_DIRECTIONS_:
The answer must be an exact restatement of all the data.

_RECORDS SUPPLIED_:

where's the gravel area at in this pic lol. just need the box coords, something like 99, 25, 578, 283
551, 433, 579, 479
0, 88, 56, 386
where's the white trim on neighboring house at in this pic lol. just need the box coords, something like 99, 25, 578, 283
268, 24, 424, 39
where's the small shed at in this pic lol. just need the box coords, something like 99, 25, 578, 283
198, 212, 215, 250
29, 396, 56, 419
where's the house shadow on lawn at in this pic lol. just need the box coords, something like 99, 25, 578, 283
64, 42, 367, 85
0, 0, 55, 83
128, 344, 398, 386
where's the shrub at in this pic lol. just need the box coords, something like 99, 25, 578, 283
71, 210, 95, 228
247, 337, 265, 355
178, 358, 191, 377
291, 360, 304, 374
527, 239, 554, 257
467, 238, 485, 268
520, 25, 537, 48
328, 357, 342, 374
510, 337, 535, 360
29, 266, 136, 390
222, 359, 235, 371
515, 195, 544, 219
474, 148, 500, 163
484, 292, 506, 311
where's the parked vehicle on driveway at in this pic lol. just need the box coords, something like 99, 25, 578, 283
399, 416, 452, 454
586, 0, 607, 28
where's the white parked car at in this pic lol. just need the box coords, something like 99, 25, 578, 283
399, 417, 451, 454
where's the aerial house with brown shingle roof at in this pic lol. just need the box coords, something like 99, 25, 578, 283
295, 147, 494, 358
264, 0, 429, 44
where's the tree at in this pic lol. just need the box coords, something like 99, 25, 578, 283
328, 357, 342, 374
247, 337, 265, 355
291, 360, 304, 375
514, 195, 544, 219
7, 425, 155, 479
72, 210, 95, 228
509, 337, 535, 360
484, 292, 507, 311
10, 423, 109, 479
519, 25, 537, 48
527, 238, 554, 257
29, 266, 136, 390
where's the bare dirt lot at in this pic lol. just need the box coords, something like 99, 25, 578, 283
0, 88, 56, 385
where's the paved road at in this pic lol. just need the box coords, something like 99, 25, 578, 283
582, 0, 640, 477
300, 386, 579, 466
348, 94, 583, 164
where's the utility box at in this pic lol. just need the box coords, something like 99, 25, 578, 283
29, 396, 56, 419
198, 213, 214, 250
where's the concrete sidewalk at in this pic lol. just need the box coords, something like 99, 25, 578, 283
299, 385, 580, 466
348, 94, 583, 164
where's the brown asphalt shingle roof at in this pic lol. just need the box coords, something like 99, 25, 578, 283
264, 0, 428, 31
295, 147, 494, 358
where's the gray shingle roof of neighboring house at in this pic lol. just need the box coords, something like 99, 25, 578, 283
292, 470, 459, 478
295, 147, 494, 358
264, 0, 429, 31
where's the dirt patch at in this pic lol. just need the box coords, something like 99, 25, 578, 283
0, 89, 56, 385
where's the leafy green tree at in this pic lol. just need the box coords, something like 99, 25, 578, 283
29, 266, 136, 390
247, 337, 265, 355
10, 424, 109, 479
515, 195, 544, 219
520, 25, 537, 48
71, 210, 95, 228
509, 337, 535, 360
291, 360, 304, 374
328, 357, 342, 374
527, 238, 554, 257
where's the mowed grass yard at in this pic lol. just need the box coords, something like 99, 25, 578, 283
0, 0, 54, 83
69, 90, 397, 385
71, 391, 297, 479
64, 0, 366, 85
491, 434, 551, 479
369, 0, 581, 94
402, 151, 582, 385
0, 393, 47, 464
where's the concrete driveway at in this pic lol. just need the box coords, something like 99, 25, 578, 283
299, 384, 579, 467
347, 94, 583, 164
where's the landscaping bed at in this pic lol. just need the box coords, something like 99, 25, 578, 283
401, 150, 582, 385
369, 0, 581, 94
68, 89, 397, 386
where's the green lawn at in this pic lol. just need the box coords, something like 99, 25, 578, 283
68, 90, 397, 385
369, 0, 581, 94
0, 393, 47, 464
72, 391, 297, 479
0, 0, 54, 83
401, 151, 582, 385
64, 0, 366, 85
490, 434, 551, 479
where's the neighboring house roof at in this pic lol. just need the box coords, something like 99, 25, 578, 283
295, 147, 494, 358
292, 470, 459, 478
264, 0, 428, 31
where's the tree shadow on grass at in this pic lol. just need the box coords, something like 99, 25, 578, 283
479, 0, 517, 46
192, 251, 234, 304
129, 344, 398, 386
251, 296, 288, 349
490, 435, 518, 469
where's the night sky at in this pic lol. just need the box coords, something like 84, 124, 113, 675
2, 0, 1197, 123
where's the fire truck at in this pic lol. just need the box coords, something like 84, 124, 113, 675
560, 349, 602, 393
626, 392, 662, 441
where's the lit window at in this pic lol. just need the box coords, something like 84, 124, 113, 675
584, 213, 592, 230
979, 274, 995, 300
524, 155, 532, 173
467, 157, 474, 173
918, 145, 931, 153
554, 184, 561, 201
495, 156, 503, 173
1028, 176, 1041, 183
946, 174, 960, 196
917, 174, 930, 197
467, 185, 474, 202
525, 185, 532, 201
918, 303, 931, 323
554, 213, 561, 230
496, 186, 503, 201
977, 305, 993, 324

_SOLUTION_:
where's the gravel area at in this pic lol. just need the box coords, something like 99, 25, 578, 283
551, 433, 579, 479
0, 88, 56, 386
where's the white trim on neighboring house at in this pic lol. just need the box coords, something like 99, 25, 578, 283
268, 24, 424, 39
where's the small shed at in this pic lol. just need the box coords, something like 99, 25, 578, 283
198, 212, 215, 250
29, 396, 56, 419
where's the house shadow on lawn at in this pic lol. just need the box coords, something like 99, 25, 578, 283
64, 42, 367, 85
0, 0, 55, 83
128, 344, 398, 386
where's the shrub at in this pic lol. just need the box coords, something like 99, 25, 578, 283
71, 210, 95, 228
247, 337, 265, 355
178, 358, 191, 377
291, 360, 304, 374
527, 239, 554, 257
467, 238, 485, 268
520, 25, 537, 48
328, 357, 342, 374
510, 337, 535, 360
29, 266, 136, 390
222, 359, 235, 371
515, 195, 544, 219
474, 148, 500, 163
484, 292, 506, 311
where's the parked vehicle on driveway at in this pic lol. just need the box coords, something like 99, 25, 578, 283
399, 416, 452, 454
586, 0, 607, 28
where's the white parked car at in this pic lol. just need the box coords, something like 99, 25, 578, 283
399, 417, 451, 454
where's the aerial house with brown shingle roof at in this pic lol. just need the box coords, something like 99, 25, 578, 283
295, 147, 494, 358
264, 0, 429, 44
where's the tree at in this pic lol. just need the box coords, something like 99, 25, 578, 283
328, 357, 342, 374
247, 337, 265, 355
291, 360, 304, 375
514, 195, 544, 219
7, 425, 155, 479
72, 210, 95, 228
509, 337, 535, 360
484, 292, 507, 311
10, 423, 109, 479
519, 25, 537, 48
527, 238, 554, 257
29, 266, 136, 390
where's the bare dirt lot at in this pic lol. just need the box coords, something like 99, 25, 578, 283
0, 88, 56, 385
where's the paved road at in this pic lol. just need the box coords, something like 99, 25, 578, 283
582, 0, 640, 477
300, 386, 579, 466
348, 94, 583, 164
where's the utility box at in this pic lol. just need the box coords, something like 99, 25, 578, 283
29, 396, 56, 419
198, 213, 214, 250
where's the concrete sidewalk at in this pic lol. just need the box coords, something like 99, 25, 578, 283
299, 385, 580, 466
348, 94, 583, 164
where's the brown asphalt shingle roof at in this pic lol. just need the box coords, something like 99, 25, 578, 283
264, 0, 428, 31
295, 147, 494, 358
where's the gray shingle roof of neighboring house at in this pic lol. just need the box coords, something like 99, 25, 578, 283
292, 470, 459, 478
295, 147, 494, 358
264, 0, 429, 31
where's the dirt patch at in this pic lol. just need the box coords, something like 99, 25, 578, 283
0, 89, 56, 385
where's the leafy green tree at in this pic lol. just need the box coords, something like 99, 25, 578, 283
29, 266, 136, 390
247, 337, 265, 355
10, 424, 109, 479
515, 195, 544, 219
520, 25, 537, 48
71, 210, 95, 228
509, 337, 535, 360
291, 360, 304, 374
328, 357, 342, 374
527, 238, 554, 257
where's the mowed grass yard at in this pic lol. just need the box coords, something like 99, 25, 578, 283
0, 0, 54, 83
69, 90, 397, 385
71, 391, 297, 479
64, 0, 366, 85
491, 434, 551, 479
369, 0, 581, 94
402, 151, 582, 385
0, 393, 47, 464
where's the concrete driveway at in this pic lol. just need the box coords, something like 99, 25, 578, 283
299, 384, 579, 467
347, 94, 583, 164
where's the landscaping bed at in this pic lol. just need the box coords, something like 99, 25, 578, 283
401, 150, 582, 385
369, 0, 581, 94
68, 89, 397, 386
where's the green lawn at in this pic lol. just need the box coords, something like 99, 25, 578, 283
68, 90, 397, 385
369, 0, 581, 94
0, 393, 47, 464
72, 391, 297, 479
0, 0, 54, 83
401, 151, 582, 385
64, 0, 366, 85
490, 434, 551, 479
where's the neighboring house roof at in this pic lol. just need the box coords, something like 99, 25, 578, 283
295, 147, 494, 358
292, 470, 459, 478
264, 0, 428, 31
where's the tree shadow on grass at in this pic lol. just need the box coords, something like 99, 25, 578, 283
479, 0, 517, 46
192, 251, 234, 304
129, 344, 398, 386
251, 296, 288, 349
490, 435, 518, 469
where's the night sky at in this pic lol. just need the box coords, something like 84, 124, 113, 675
2, 0, 1197, 123
where's the fire truck at in this pic lol. just need the box coords, something like 84, 124, 113, 675
560, 349, 602, 393
626, 392, 662, 441
where's the lit window at in this pic lol. just need the box coords, something like 84, 124, 113, 675
584, 213, 592, 230
979, 274, 995, 300
524, 155, 532, 173
467, 157, 474, 173
918, 145, 931, 153
554, 184, 561, 201
495, 156, 503, 173
1028, 176, 1041, 183
946, 174, 960, 196
917, 174, 930, 197
467, 185, 474, 202
525, 185, 532, 201
918, 303, 931, 323
554, 213, 561, 230
496, 186, 503, 201
977, 305, 993, 324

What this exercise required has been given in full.